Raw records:
══════════

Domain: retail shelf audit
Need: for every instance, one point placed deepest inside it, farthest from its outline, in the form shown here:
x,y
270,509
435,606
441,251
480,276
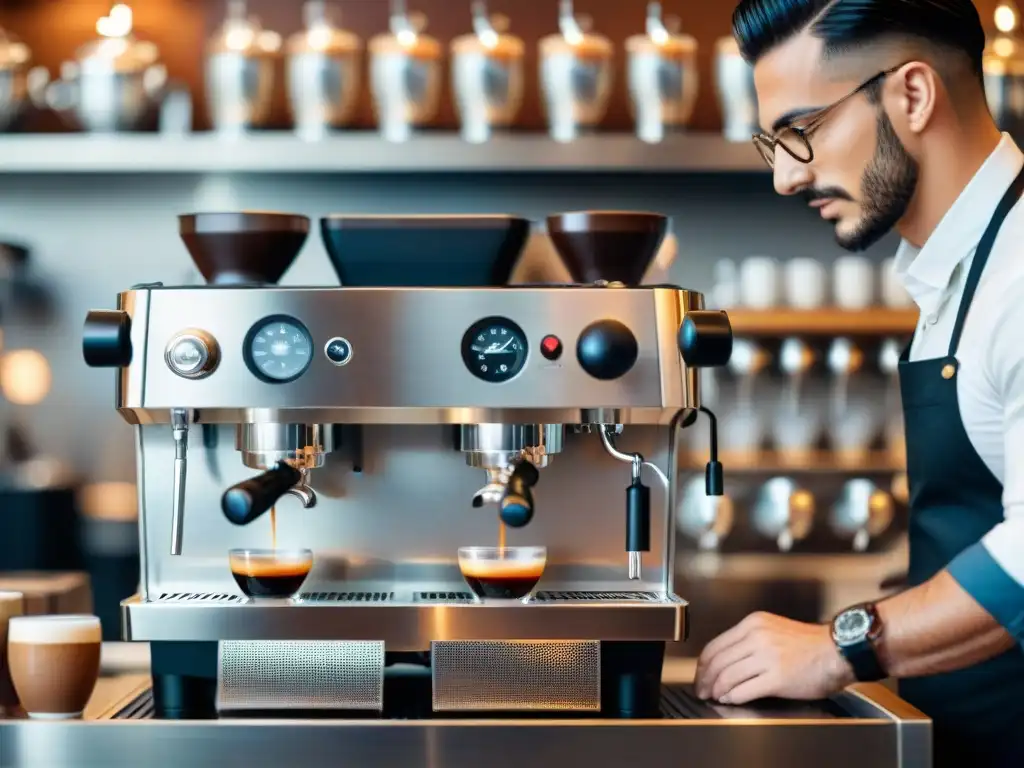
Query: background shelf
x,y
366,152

══════════

--- Instruction ---
Reproduce all of the records above word for word, omitting the pictures.

--- Expected answer ---
Domain: retail shelf audit
Need: for every instance, one point placed deepest inside it, farthest from its outline, in the form shown here:
x,y
270,509
435,606
441,251
480,276
Query: background shelf
x,y
366,152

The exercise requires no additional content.